Robert Graham 'Bob' Latford (July 29, 1935 – July 23, 2003) was a NASCAR historian best known for developing the point system used in the NASCAR Cup Series from 1975 to 2010 (slightly modified in later years), NASCAR Xfinity Series and NASCAR Truck Series.

Career
Latford began his 55-year career in motorsports media and public relations by selling programs for the Daytona Beach races in 1946 for NASCAR founder Bill France, the father of Bill France, Jr. who was one of Latford's classmates at Seabreeze High School. Following a stint in the U.S. Armed Forces, Latford was attending the University of Florida when he was offered a public relations job at the new Daytona International Speedway by France, Sr. and Houston Lawing. The first Daytona 500 took place in 1959.

Later on, Latford served as a public relations official and press box director at several tracks, including Charlotte Motor Speedway. He devised NASCAR's most popular points system, which was adopted in 1975, which NASCAR used two different versions for their series from 1975 until 2010. In the system, the winner received 175 points, second 170 points, and other positions exactly the same as the current points system.

From 1979–2000, Latford was the statistician for all NASCAR broadcasts on CBS.

Latford was also a color commentator for the 1988 Miller High Life 500 at Pocono Raceway.

> [ENTRIES SUPPLIED]:
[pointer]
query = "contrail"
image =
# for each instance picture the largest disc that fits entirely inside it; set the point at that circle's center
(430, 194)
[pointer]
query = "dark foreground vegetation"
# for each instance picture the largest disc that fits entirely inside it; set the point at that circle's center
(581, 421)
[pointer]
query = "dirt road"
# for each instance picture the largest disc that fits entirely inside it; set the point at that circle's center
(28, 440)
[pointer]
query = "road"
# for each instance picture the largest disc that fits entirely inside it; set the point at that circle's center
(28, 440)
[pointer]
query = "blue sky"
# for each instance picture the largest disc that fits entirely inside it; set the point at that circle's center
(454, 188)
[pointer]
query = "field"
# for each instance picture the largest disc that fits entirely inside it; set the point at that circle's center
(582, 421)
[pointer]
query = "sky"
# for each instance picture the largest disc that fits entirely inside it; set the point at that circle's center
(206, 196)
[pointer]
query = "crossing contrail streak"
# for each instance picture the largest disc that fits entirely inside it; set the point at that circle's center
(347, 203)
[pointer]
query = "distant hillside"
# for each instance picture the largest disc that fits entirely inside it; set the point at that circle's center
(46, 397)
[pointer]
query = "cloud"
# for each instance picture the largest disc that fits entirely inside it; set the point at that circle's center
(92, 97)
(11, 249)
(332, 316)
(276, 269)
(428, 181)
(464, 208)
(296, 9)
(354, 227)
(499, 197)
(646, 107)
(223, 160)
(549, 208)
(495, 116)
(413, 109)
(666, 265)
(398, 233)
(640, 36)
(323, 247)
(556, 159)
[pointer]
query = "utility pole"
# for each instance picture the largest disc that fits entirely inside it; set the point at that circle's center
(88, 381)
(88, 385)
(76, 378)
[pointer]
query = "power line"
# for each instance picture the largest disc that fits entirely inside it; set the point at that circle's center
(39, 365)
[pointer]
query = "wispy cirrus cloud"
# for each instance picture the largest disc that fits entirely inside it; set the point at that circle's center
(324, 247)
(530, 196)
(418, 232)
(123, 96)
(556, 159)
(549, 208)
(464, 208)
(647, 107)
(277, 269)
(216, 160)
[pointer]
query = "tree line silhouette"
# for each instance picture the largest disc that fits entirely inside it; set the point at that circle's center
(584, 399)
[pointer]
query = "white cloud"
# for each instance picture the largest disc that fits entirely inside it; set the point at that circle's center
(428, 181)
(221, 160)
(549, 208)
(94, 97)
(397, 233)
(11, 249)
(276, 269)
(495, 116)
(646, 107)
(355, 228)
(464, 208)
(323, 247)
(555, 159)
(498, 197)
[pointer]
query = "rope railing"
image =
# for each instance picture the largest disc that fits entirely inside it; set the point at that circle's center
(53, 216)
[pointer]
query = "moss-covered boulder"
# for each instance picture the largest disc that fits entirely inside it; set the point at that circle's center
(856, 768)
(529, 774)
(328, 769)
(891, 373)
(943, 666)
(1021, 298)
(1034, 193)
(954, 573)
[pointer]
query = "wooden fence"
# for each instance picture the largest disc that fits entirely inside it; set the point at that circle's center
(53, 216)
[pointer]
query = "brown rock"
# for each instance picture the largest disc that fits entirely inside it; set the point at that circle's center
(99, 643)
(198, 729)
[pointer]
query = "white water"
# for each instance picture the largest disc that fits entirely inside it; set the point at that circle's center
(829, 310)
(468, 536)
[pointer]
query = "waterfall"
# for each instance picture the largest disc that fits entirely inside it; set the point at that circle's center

> [THE REQUEST]:
Print the Bob Latford biography word for word, beginning at the words "Later on, Latford" and stopping after the words "at Pocono Raceway.". The listing isn't needed for this.

> [OUTPUT BELOW]:
Later on, Latford served as a public relations official and press box director at several tracks, including Charlotte Motor Speedway. He devised NASCAR's most popular points system, which was adopted in 1975, which NASCAR used two different versions for their series from 1975 until 2010. In the system, the winner received 175 points, second 170 points, and other positions exactly the same as the current points system.

From 1979–2000, Latford was the statistician for all NASCAR broadcasts on CBS.

Latford was also a color commentator for the 1988 Miller High Life 500 at Pocono Raceway.